Stored data:

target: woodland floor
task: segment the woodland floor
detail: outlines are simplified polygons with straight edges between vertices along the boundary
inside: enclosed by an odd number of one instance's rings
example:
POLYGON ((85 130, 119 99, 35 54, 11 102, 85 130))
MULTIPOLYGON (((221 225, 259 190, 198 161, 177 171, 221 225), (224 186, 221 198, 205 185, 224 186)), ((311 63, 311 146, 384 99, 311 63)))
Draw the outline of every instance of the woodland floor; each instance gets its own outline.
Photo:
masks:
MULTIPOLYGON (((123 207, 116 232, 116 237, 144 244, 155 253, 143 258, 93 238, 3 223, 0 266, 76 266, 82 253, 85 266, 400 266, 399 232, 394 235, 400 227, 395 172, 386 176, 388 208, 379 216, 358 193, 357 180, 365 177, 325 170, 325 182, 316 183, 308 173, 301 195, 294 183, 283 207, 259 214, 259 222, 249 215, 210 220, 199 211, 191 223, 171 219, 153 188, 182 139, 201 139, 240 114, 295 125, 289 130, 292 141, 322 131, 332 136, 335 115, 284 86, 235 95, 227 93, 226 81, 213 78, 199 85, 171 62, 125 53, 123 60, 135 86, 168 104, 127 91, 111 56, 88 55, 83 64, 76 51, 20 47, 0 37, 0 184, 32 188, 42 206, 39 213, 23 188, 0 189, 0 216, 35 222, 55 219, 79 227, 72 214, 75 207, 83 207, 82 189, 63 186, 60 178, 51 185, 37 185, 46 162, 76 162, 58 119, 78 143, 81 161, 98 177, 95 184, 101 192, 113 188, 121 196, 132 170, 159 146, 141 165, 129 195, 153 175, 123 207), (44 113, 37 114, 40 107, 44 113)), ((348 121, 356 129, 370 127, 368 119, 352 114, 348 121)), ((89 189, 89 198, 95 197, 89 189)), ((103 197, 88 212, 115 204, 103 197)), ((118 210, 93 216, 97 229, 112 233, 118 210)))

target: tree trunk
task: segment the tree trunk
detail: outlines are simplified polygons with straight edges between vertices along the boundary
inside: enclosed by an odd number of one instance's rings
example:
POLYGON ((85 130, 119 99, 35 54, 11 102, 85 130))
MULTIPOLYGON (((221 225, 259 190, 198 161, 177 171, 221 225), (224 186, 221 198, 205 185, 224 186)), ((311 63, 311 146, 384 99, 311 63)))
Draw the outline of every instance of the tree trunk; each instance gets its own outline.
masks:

...

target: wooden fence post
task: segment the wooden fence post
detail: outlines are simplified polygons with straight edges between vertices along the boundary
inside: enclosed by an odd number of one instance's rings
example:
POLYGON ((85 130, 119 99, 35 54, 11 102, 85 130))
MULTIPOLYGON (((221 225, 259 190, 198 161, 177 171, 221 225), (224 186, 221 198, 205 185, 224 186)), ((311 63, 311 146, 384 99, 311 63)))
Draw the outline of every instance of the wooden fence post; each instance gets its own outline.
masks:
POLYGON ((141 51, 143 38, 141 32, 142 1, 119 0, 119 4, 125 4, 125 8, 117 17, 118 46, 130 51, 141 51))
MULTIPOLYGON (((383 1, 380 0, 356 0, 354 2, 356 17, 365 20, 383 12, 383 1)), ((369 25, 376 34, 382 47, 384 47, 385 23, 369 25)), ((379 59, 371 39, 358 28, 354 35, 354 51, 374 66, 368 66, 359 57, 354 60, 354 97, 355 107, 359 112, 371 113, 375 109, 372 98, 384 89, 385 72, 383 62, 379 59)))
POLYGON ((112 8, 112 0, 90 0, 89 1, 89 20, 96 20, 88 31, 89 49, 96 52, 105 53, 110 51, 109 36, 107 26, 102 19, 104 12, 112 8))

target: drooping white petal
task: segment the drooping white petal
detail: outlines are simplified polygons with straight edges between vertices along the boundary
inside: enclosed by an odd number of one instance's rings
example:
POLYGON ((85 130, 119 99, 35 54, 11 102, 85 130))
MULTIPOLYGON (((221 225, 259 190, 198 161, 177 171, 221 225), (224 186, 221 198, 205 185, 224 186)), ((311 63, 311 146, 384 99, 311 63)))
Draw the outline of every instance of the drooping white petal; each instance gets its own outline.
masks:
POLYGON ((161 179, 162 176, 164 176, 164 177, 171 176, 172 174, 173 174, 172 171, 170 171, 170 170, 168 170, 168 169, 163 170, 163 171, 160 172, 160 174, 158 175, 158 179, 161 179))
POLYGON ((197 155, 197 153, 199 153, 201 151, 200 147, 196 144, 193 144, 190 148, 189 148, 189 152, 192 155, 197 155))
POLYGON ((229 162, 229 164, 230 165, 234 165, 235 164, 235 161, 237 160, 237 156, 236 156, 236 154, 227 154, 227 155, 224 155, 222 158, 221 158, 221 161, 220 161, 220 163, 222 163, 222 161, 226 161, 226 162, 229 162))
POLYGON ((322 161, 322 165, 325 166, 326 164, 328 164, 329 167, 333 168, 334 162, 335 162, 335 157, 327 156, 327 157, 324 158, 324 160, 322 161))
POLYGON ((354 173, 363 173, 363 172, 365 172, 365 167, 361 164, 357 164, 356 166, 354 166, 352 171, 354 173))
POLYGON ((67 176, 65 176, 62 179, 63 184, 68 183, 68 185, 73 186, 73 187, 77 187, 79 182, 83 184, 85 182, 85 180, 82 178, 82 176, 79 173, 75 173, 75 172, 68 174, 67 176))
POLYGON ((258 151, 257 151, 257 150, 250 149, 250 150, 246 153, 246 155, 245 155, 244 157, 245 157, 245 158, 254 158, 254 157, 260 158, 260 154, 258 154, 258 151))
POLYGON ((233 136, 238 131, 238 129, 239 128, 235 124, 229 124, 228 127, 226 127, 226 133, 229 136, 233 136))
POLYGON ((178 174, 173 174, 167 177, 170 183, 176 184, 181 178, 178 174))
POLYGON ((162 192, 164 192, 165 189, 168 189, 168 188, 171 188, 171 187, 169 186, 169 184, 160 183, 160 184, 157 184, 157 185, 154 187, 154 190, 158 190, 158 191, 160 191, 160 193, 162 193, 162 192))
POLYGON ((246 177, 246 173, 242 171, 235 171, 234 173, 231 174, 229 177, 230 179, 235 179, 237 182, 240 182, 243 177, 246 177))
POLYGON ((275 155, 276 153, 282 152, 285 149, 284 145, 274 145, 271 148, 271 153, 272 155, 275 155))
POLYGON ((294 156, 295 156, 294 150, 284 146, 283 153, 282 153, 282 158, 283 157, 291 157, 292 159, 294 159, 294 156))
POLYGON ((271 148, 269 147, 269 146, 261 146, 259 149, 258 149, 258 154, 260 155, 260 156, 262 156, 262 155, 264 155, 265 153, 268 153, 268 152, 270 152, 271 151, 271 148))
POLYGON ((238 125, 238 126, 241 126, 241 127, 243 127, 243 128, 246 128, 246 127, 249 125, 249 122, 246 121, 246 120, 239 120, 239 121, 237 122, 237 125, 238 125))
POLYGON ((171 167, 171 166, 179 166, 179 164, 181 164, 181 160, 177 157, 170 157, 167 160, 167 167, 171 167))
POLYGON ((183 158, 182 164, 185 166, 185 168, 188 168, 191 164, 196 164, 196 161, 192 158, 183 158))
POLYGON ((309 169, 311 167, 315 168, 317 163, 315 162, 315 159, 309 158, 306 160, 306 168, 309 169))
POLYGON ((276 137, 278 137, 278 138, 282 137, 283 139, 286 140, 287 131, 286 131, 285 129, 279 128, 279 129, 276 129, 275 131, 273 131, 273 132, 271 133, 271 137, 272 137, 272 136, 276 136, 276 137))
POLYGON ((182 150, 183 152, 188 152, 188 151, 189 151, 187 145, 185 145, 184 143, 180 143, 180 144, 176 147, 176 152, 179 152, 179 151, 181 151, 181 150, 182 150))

**Problem statement:**
Across all the records, find the lines containing the word "post" and reproduce each one.

**Response area:**
target: wooden fence post
task: segment the wooden fence post
Draw the outline of every instance of the wooden fence post; each instance gets its own outline.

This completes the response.